◆ MATERIAL FORNECIDO
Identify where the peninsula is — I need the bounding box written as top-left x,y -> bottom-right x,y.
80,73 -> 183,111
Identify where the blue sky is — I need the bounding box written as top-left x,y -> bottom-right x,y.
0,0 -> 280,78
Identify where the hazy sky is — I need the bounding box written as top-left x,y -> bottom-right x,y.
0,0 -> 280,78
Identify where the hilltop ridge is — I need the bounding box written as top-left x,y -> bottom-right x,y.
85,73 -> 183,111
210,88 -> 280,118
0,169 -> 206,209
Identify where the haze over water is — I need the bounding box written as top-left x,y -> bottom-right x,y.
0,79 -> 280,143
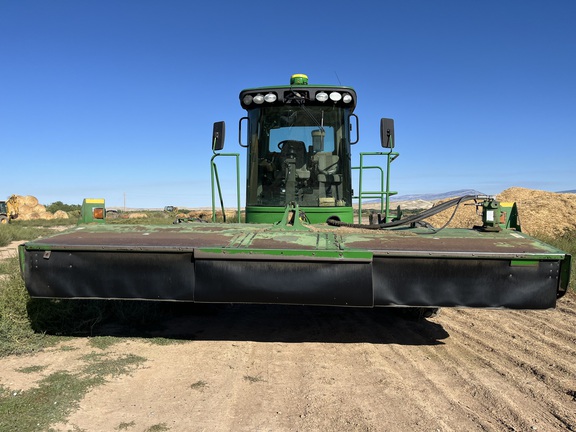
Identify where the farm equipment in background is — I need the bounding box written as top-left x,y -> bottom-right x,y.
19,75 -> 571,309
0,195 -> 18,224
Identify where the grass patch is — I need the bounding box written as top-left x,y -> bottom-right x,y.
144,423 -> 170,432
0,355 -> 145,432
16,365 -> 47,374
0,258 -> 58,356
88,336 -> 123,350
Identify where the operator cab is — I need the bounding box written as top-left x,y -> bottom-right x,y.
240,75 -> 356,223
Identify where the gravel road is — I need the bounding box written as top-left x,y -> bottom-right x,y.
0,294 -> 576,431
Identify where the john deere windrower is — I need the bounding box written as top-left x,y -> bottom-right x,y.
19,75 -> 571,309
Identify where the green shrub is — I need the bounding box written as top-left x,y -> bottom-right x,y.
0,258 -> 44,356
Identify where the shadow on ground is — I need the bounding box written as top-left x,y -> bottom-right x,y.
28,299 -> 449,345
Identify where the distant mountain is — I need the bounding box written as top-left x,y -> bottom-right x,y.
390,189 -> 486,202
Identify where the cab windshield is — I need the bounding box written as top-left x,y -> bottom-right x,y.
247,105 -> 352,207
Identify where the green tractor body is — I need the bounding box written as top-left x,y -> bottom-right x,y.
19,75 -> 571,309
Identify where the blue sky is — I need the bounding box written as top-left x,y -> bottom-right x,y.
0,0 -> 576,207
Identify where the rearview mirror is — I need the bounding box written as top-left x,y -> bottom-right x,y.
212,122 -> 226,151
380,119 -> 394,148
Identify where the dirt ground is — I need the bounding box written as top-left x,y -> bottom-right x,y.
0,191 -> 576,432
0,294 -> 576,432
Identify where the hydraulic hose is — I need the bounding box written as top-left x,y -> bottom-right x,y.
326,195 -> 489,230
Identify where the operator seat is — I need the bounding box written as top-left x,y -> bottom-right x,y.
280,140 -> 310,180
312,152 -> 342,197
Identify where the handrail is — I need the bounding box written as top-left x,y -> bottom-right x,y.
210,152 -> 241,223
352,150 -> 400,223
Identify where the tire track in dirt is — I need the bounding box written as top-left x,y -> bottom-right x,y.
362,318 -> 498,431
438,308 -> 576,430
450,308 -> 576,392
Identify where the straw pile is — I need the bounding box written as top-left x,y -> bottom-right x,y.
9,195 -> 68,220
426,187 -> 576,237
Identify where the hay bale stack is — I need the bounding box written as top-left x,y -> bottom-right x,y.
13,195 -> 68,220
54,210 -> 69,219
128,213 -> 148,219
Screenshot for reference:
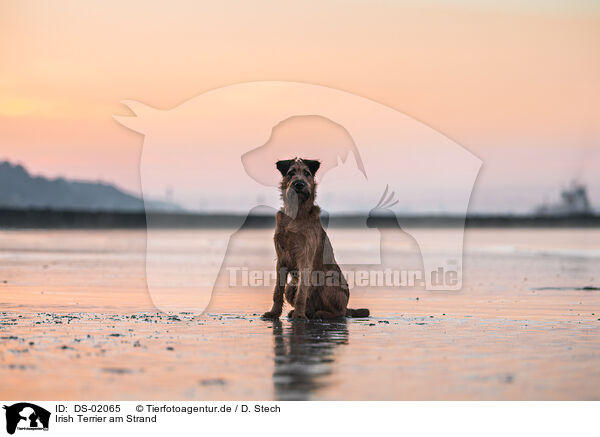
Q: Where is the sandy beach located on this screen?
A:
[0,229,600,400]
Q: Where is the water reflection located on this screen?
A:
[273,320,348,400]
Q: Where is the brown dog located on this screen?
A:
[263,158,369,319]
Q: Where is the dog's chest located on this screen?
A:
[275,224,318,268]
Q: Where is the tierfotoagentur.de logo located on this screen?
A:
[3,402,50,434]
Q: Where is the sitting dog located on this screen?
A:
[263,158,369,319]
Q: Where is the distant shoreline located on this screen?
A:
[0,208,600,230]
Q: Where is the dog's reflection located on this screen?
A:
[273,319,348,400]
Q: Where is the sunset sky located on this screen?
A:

◆ O QUE FAZER
Altere "sky" para "horizon" em todo o material acima e reproduza-o sem nenhuma outra mudança. Por favor, deixe as imagens de fora da resposta.

◆ RESULTADO DO EXERCÍCIO
Identify where the peninsula is — I need the bounding box written as top-left x,y -> bottom-right x,y.
80,73 -> 183,111
Identify where the blue horizon is — I need the bounding box written as top-left x,y -> bottom-right x,y.
0,0 -> 280,78
Identify where the hazy horizon is — I need the bounding box written as top-left x,y -> bottom-right x,y.
0,0 -> 280,78
Identify where the hilltop ridge is — I need the bounding box written as top-left x,y -> bottom-right x,y.
85,73 -> 183,111
210,88 -> 280,118
0,169 -> 206,209
Identify where the haze over water is — I need the bounding box written as top-left x,y -> bottom-right x,y.
0,79 -> 280,143
Identify where the farm equipment in background is — I need the bounding box written as top-left x,y -> bottom-right x,y.
19,75 -> 571,309
0,195 -> 18,224
Identify where the grass patch is — I need the bounding box written as top-left x,y -> bottom-right x,y.
144,423 -> 170,432
0,355 -> 145,432
16,365 -> 47,374
0,258 -> 58,356
88,336 -> 123,350
Identify where the operator cab is — I need the bounding box written as top-left x,y -> bottom-right x,y.
240,75 -> 356,223
Identify where the gravel road is — I need the bounding box written as top-left x,y -> bottom-right x,y.
0,294 -> 576,431
Identify where the john deere windrower is — I need the bounding box written as top-left x,y -> bottom-right x,y.
19,75 -> 571,309
Identify where the green shrub is — I need the bounding box written as top-left x,y -> bottom-right x,y.
0,258 -> 44,356
Identify where the shadow on ground is — I need the bounding box written as top-left x,y -> bottom-right x,y.
28,299 -> 449,345
Identify where the distant mountain is — I need the bounding box written as top-left x,y -> bottom-right x,y.
390,189 -> 486,202
Identify where the cab windshield is — I need the bounding box written as top-left x,y -> bottom-right x,y.
247,105 -> 352,207
Identify where the green tractor body is — I need the bounding box written as top-left x,y -> bottom-right x,y.
19,75 -> 571,309
Identify where the blue horizon is — I need the bounding box written as top-left x,y -> bottom-right x,y.
0,0 -> 576,207
Identify where the rearview mirror is — I need the bounding box written as top-left x,y -> bottom-right x,y.
212,122 -> 226,151
380,119 -> 394,148
Identify where the dirt ground is — I need the bounding box written as top-left x,y -> bottom-right x,y.
0,191 -> 576,432
0,294 -> 576,432
Identify where the hydraulic hose is — I need the bounding box written as top-left x,y -> bottom-right x,y.
326,195 -> 489,230
Identify where the operator seat is — I need the bounding box written as top-left x,y -> bottom-right x,y.
280,140 -> 310,180
312,152 -> 342,197
Identify where the handrail is — I need the bounding box written as top-left x,y -> bottom-right x,y.
210,152 -> 241,223
352,150 -> 400,223
Identify where the tire track in dirt is — I need the bounding box written as top-left x,y -> bottom-right x,y.
362,318 -> 498,431
438,308 -> 576,430
450,308 -> 576,392
Identify where the straw pile is — I need the bounding box written as top-left x,y -> bottom-right x,y.
9,195 -> 68,220
426,187 -> 576,237
Identify where the hay bale stack is — I need the bounding box written as top-left x,y -> bottom-right x,y.
13,195 -> 68,220
54,210 -> 69,219
128,213 -> 148,219
Screenshot for reference:
Q: Where is the sandy beach located on this screen?
A:
[0,229,600,400]
Q: Where is the water reflection located on this screen?
A:
[273,320,348,400]
Q: Where is the brown dog located on this screen?
A:
[263,158,369,319]
Q: Where is the dog's chest located on this screen?
A:
[275,224,318,268]
Q: Where is the tierfotoagentur.de logo located on this screen?
A:
[3,402,50,434]
Q: Where is the sitting dog located on this screen?
A:
[263,158,369,319]
Q: Where is the distant shoreline located on this screen?
A:
[0,208,600,230]
Q: Where is the dog's reflection located on this screen?
A:
[273,319,348,400]
Q: Where is the sunset horizon located on this screen?
A:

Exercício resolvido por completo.